## Document excerpt
+++
Writing Apache Modules with Perl and C 43
Writing Apache Modules with Perl and C | |
author | Li |
pages | 724 |
publisher | O'Reilly, ISBN: 156592567X |
rating | 9.5/10 |
reviewer | darren chamberlain |
ISBN | |
summary | Absolutely essential for anyone who is considering using Apache and mod_perl. C programmers may need more. |
The Scenario
If you're like me, your first introduction to Perl [?] was in the form of CGI [?] scripts. A few years ago, I inherited a few dozen ancient CGI scripts (Perl and otherwise) that required Immediate Attention. CGI led to Perl, and to Apache [?] ; Perl and Apache led, naturally enough, to mod_perl [?] , once I started hitting the performance bottlenecks inherenent in CGI programming. After researching mod_perl, building a mod_perl-enalbed Apache, and reading all the available online documentation, I got it up and running--and I was suitably impressed.
So, when O'Reilly [?] announced a book devoted to programming Apache with Perl, I was extremely excited. The book starts with an introduction and history of web programming, introduces CGI and other types of web programming (server API [?] 's, such as ISAPI and NSAPI; embedded processors, such as mod_perl, mod_dtcl, and mod_pyapache; FastCGI; Java [?] servlets [?] ; ActiveX [?] ; and client-side scripting languages, such as VBScript [?] and JavaScript [?] ), and then describes the Apache module architecture, using some simple examples ("Hello, World" in Perl and in C). Then it gets good, covering dynamically generated content; the hobgoblin of HTTP, state; and all the other stuff that gives CGI programmer nightmares (like authentication and authorization).
What's Bad?
+++
## Data provided
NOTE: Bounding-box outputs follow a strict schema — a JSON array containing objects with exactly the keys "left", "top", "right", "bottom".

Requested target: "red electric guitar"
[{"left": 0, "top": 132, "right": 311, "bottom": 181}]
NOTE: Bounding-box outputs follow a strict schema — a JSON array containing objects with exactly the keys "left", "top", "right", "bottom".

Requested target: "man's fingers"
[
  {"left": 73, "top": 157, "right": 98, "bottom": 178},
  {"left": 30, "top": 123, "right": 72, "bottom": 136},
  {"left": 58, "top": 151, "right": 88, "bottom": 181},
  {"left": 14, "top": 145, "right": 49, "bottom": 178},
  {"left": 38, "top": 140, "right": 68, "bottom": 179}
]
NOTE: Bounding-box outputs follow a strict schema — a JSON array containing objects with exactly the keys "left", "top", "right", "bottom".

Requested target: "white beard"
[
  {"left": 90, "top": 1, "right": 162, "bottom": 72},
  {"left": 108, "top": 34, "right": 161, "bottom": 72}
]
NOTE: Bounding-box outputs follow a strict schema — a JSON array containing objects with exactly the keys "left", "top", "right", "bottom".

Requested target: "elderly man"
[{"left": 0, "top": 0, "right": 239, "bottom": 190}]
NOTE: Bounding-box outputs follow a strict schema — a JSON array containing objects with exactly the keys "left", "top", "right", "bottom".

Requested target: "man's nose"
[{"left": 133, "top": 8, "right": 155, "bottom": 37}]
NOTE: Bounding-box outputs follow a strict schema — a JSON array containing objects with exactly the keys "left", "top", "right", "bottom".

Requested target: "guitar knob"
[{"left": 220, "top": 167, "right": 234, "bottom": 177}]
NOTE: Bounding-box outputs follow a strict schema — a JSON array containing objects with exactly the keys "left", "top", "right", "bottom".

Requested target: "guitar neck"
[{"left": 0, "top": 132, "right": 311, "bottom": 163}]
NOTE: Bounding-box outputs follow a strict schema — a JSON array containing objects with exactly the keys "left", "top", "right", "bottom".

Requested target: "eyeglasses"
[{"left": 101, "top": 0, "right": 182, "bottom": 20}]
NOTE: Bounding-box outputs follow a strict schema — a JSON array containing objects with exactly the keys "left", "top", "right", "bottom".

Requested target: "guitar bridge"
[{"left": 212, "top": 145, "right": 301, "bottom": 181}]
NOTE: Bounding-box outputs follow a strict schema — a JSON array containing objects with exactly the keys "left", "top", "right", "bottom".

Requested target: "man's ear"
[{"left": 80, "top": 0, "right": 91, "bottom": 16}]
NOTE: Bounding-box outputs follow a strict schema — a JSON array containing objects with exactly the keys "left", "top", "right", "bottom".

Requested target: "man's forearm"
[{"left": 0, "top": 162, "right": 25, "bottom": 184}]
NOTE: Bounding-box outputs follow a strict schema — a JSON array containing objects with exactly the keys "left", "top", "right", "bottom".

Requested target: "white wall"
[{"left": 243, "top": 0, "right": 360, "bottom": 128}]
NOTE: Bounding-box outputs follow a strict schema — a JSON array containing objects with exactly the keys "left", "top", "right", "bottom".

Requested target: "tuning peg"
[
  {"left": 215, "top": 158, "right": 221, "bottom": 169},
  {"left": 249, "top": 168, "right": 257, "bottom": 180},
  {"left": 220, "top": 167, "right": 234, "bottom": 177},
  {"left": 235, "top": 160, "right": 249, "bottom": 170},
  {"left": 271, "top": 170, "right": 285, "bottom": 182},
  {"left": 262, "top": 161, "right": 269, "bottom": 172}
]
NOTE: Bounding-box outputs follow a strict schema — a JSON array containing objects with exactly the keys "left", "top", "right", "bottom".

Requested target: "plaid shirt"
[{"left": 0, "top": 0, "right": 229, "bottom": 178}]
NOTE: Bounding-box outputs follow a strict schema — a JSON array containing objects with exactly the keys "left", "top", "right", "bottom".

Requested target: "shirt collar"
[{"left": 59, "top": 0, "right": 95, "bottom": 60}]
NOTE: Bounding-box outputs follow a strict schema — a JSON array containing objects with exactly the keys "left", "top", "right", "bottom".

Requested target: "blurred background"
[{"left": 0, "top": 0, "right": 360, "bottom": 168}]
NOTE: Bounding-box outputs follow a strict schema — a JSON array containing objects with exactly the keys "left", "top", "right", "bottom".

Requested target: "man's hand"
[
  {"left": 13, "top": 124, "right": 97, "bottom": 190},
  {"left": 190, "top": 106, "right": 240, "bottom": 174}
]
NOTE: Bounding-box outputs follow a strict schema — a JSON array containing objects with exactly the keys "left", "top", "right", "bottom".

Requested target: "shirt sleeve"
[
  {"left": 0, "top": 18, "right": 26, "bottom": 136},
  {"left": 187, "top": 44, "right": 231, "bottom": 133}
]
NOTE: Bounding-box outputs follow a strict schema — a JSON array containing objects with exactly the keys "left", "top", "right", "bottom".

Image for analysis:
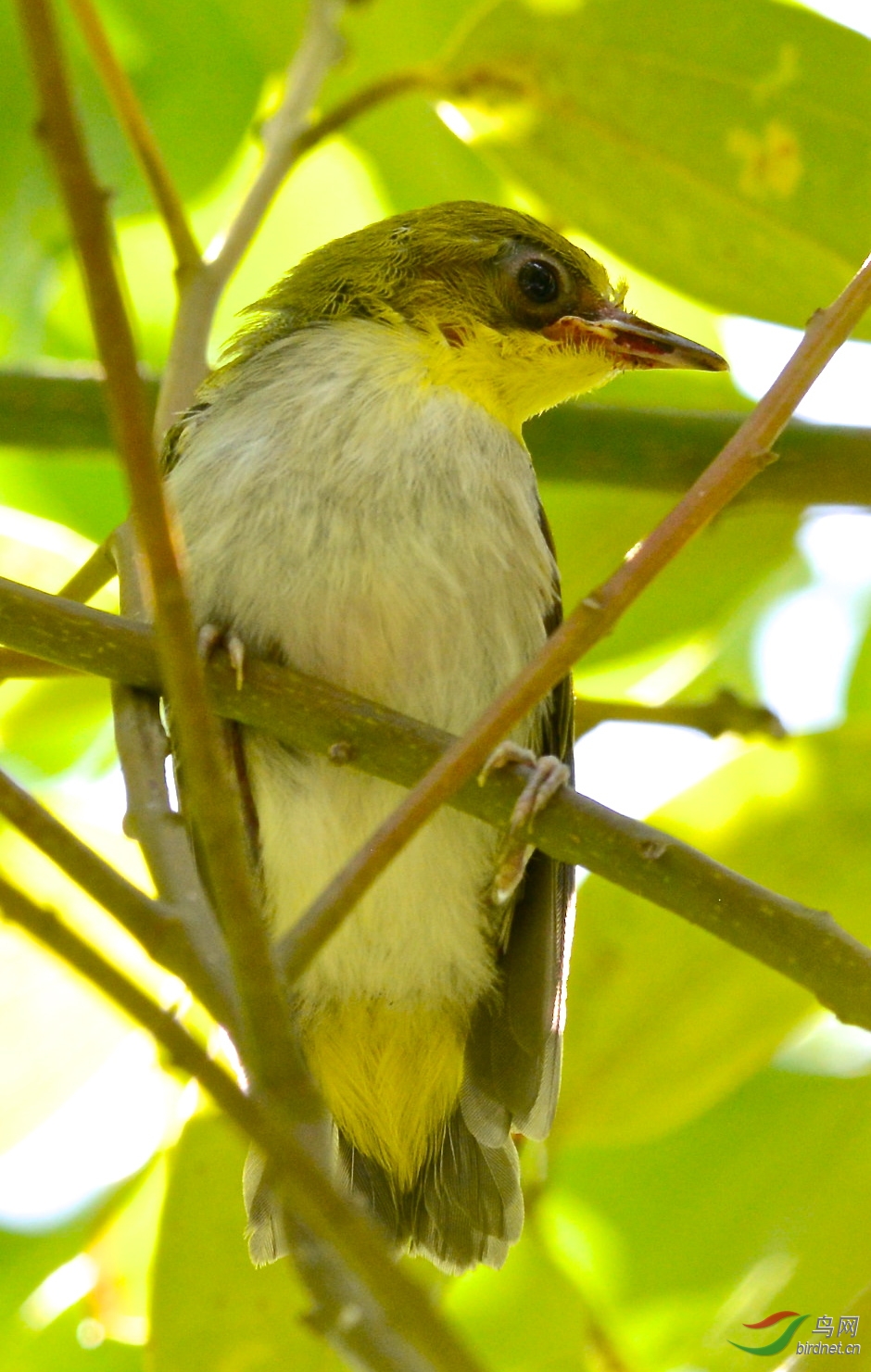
+++
## Task list
1 - In the book review, what simple examples does the book use to describe the Apache module architecture?
2 - Based on the book review, explain why the reviewer moved on to mod_perl after working with Perl and Apache.

## Answer list
1 - "Hello, World" in Perl and in C.

2 - The reviewer turned to mod_perl after starting to hit the performance bottlenecks inherent in CGI programming. This came while the reviewer was maintaining a few dozen old CGI scripts that needed immediate attention.